## [TASK DIRECTIONS]
Copy the material below line for line with no changes, leaving the pictures out of your answer.

-------- EXCERPTED RECORDS --------

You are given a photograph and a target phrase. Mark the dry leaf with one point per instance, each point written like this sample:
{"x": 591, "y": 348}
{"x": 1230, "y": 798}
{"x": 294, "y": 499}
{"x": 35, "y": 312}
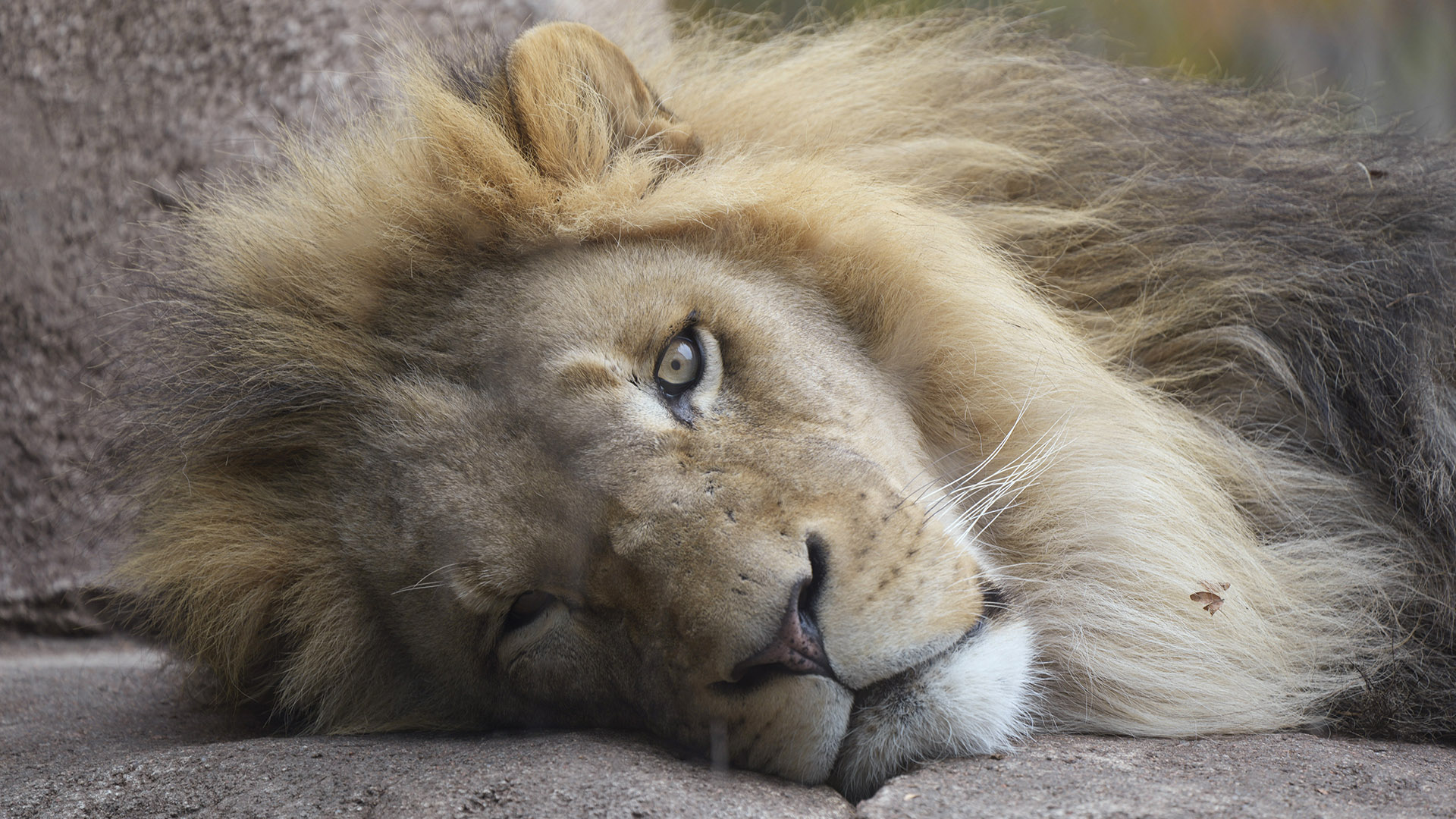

--------

## [EXERCISE ANSWER]
You are given a photograph and a target phrase. Mark the dry leaf with one point per instance, each point written like this sample:
{"x": 591, "y": 348}
{"x": 1230, "y": 798}
{"x": 294, "y": 499}
{"x": 35, "y": 312}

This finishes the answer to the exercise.